Assignment A: According to the Bruins article, how many points did Boston have, leading the NHL, when the pandemic shut down the season?
Assignment B: Quote the Bruins article between "The Bruins led" and "victory in Game 5.", inclusive.
Assignment C: Extend the Bruins article beyond its final sentence.
-- Text excerpt follows --
- Associated Press - Wednesday, September 2, 2020

BOSTON (AP) - The Boston Bruins have a very big question looming this offseason.

A 6-foot, 9-inch question, to be precise.

The Presidents’ Trophy winners must try to squeeze another Stanley Cup-contending season out of a core that has been together for one NHL championship and two more trips to the final. The biggest question: Whether there is room for 43-year-old captain Zdeno Chara, who has been a towering presence in the lineup since 2006.

“Have some of these guys aged out,” coach Bruce Cassidy wondered aloud in his wrapup video conference with reporters Wednesday. “(Or) is there a lot more to give? I think there is, personally.”

The Bruins led the NHL with 100 points when the pandemic shut down the season in March, but when the league returned five months later the team struggled to get back to top form. Boston lost all four of its seeding games, dropping to No. 4 in the East and setting up a second-round series against Tampa Bay that ended Monday when the Lightning advanced with a 3-2 victory in Game 5.

“We’re definitely capable of more,” Cassidy said. “I think it’s in the room.”

The question is who will be in the room if and when the next NHL season begins? Defenseman Torey Krug and forward Joakim Nordstrom are among the team’s unrestricted free agents; holdovers from the team’s 2011 Stanley Cup championship like Patrice Bergeron and David Krejci are in their mid-30s.
-- Text excerpt concluded --
-- Entries supplied follows --
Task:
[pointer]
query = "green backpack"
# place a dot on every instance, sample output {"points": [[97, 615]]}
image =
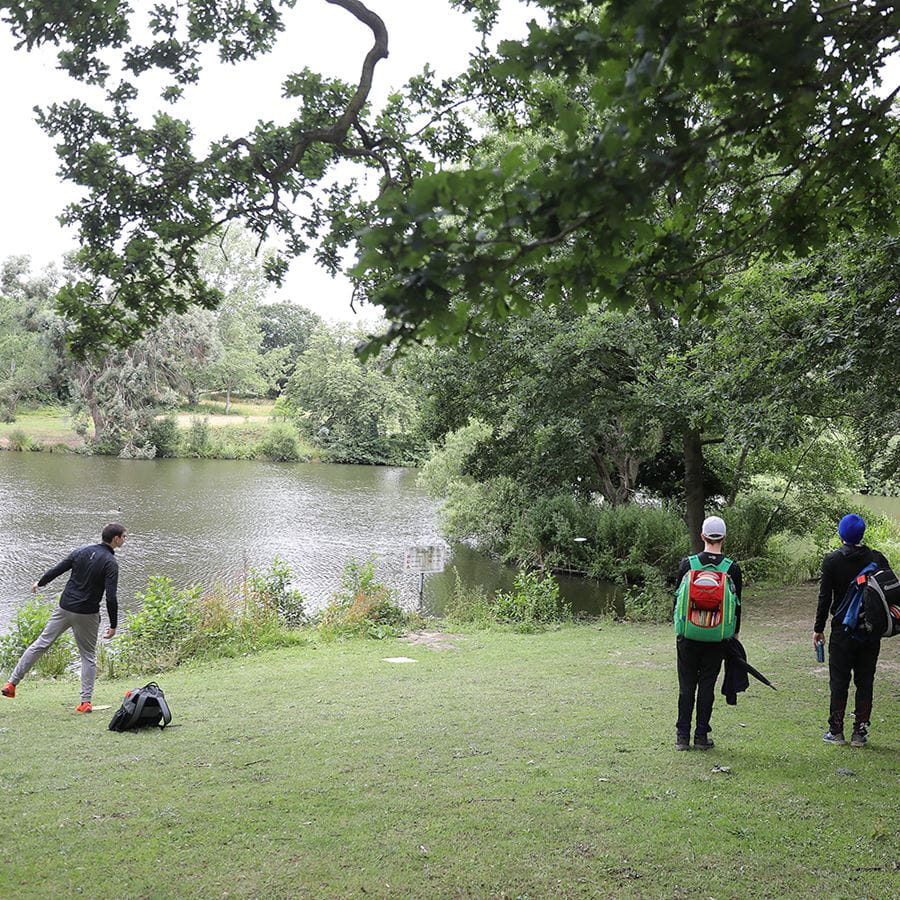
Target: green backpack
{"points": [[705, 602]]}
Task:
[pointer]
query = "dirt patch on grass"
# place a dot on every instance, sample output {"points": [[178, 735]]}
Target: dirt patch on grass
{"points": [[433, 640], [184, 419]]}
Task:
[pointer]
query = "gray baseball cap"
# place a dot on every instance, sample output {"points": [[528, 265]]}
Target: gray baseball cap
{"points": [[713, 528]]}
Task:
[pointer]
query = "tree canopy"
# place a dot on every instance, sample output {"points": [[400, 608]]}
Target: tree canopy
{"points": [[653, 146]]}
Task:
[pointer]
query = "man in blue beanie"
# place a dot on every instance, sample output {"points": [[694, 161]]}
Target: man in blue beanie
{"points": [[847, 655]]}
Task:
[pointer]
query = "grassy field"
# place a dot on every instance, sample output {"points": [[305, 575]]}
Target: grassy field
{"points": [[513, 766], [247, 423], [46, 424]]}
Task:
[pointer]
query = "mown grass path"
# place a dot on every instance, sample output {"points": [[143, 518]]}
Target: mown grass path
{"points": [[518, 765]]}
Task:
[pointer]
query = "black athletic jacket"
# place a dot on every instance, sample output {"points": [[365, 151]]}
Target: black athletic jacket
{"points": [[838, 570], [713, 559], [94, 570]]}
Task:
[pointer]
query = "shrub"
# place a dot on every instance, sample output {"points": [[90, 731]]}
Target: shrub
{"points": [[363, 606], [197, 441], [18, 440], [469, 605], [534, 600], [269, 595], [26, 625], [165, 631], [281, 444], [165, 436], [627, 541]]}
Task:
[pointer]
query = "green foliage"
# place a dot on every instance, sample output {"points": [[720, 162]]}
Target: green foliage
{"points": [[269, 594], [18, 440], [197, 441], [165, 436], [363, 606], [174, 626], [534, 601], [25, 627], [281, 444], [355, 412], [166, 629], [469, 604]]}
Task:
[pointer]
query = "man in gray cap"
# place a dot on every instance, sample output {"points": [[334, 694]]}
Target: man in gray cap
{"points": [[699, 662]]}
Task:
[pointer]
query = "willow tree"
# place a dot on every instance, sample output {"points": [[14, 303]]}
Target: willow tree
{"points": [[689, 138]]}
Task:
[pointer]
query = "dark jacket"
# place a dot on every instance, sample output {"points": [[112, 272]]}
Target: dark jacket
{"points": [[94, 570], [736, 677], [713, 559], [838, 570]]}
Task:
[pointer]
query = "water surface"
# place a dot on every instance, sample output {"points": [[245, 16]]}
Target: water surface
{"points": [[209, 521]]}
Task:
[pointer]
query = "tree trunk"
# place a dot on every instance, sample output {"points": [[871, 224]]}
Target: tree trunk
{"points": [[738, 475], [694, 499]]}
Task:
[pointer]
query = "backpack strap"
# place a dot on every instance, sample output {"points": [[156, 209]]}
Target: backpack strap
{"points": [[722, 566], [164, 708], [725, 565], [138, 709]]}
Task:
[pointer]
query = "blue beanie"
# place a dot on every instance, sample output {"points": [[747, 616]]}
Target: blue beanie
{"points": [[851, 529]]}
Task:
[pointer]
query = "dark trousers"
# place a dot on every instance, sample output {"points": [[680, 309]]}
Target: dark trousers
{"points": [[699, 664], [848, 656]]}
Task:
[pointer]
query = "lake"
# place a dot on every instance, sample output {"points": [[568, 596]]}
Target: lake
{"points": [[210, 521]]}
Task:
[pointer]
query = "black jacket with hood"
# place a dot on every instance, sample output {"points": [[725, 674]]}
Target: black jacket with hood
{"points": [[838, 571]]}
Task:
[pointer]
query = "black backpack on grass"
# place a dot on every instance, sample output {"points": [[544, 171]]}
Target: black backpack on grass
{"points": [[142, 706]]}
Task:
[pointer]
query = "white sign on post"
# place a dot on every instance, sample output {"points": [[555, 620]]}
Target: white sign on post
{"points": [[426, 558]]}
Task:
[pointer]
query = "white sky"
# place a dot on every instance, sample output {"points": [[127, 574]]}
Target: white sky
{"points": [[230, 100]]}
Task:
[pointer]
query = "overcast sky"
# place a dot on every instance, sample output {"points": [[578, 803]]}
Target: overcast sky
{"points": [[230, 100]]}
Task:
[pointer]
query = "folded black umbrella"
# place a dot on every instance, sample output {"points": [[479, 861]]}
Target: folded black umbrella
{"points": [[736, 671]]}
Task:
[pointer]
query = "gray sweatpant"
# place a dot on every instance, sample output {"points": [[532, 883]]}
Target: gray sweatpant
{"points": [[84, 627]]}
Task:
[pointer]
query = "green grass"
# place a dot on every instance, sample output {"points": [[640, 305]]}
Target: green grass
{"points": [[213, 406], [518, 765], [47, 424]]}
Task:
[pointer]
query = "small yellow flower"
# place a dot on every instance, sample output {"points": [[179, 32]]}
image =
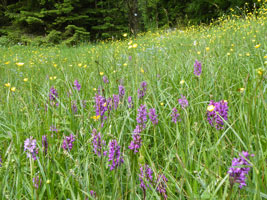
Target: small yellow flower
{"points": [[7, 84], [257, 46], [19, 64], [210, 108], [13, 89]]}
-- Entries supplied concluded --
Written response A: 100 points.

Written response B:
The Bruins led the NHL with 100 points when the pandemic shut down the season in March, but when the league returned five months later the team struggled to get back to top form. Boston lost all four of its seeding games, dropping to No. 4 in the East and setting up a second-round series against Tampa Bay that ended Monday when the Lightning advanced with a 3-2 victory in Game 5.

Written response C:
But no one looms larger than Chara.

A seven-time All-Star who won the Norris Trophy in 2009, Chara said after Monday’s game that he hadn’t decided whether he will be back — whether it’s with Boston, or someplace else.

“I obviously just finished the game and I’m going to be open-minded,” he said.

It was the second time in three years Boston has been eliminated by the Lightning. Last season, when the Bruins reached the Stanley Cup Final before losing to St. Louis in seven games, they did not have to face Tampa Bay in the playoffs.

“Obviously, they’ve had our number, that’s a fact. We can’t hide that,” said Cassidy, who had left the NHL’s bubble in Toronto and returned home to his family. “We have to have that in mind — that to get to where we want to go, we have to go through Tampa. I think this year’s five-game loss, we’re farther ahead than we were two years ago. I truly believe that.”

There are five players remaining from the Bruins team that won the Stanley Cup in 2011: Chara, Bergeron, Krejci, Brad Marchand and Tuukka Rask, who backed up Tim Thomas in goal. Since then, the Bruins have returned to the Cup Final twice and finished with the best record in the league two other seasons, including this one.

Players like Charlie McAvoy, Jake DeBrusk and Sean Kuraly are part of the “second layer” that could become the core of the future, Cassidy said.

“We have a lot of trust and faith and our core guys are still carrying us, but it’s a full 20 guys and you need those other guys to step up sometimes,” Cassidy said. “The messaging is that we’re relying on you guys. … Now it’s your turn to take control a little bit.”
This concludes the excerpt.